L’anglomanie accentue ce phénomène : non seulement la maîtrise de l’anglais, mais aussi l’usage, même lorsqu’il n’est pas systématiquement indispensable, de­vient une sorte de marqueur social, un gage de supériorité.

Après les « officiers », passons à « la troupe », en nous centrant sur l’Afrique.

 

Un enracinement africain, populaire et utilitaire

Comme montré précédemment, les gros bataillons de la francophonie sont de plus en plus africains. Pourquoi ? Une réponse rapide est : « c’est l’héritage de la colonisation ». Mais cette réponse est insuffisante pour deux raisons. D’une part, au moment des indépendances, donc au tournant des années 1960, le nombre de francophones du Maghreb, des pays de l’Afrique occidentale française (AOF) et de l’Afrique équatoriale française (AEF) est assez faible. D’autre part, pour des raisons politiques et économiques expliquant le mal-développement fréquent des pays nouvellement indépendants, nombre de francophones ont émigré. Il faut donc trouver d’autres explications que la colonisation pour comprendre la place du fran­çais en Afrique dans les années 2010.

__Données présentées__.

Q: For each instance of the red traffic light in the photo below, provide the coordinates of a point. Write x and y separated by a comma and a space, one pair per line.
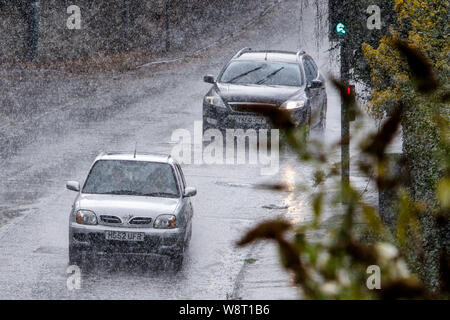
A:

__Consigne__.
Modifiez le passage du texte sur la francophonie en Afrique en commençant par « Un enracinement africain, populaire » et en continuant jusqu’à « les années 2010. » inclus. Remplacez-y « colonisation » par « période coloniale ».

__Réponse__.
Un enracinement africain, populaire et utilitaire

Comme montré précédemment, les gros bataillons de la francophonie sont de plus en plus africains. Pourquoi ? Une réponse rapide est : « c’est l’héritage de la période coloniale ». Mais cette réponse est insuffisante pour deux raisons. D’une part, au moment des indépendances, donc au tournant des années 1960, le nombre de francophones du Maghreb, des pays de l’Afrique occidentale française (AOF) et de l’Afrique équatoriale française (AEF) est assez faible. D’autre part, pour des raisons politiques et économiques expliquant le mal-développement fréquent des pays nouvellement indépendants, nombre de francophones ont émigré. Il faut donc trouver d’autres explications que la période coloniale pour comprendre la place du fran­çais en Afrique dans les années 2010.